EXERCISE REQUIREMENTS> Print the listing as it stands, omitting all images.

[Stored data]
* * * * * * * * *
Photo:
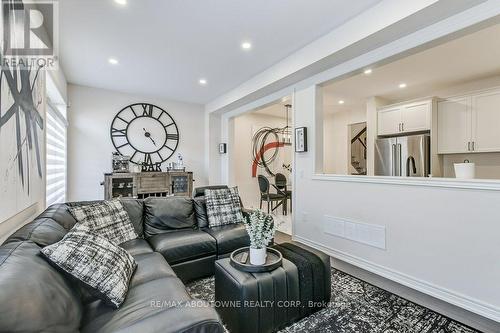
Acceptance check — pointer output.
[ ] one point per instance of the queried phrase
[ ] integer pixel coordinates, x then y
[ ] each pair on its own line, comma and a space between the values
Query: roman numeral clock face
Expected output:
* * * * * * * * *
OUTPUT BELOW>
Photo:
Acceptance check — pointer output.
[ ] one point per instance of the queried phrase
[ ] integer pixel coordinates, x then y
[ ] each pair on its own line, comma and a space between the values
Query: roman numeral clock face
Expected output:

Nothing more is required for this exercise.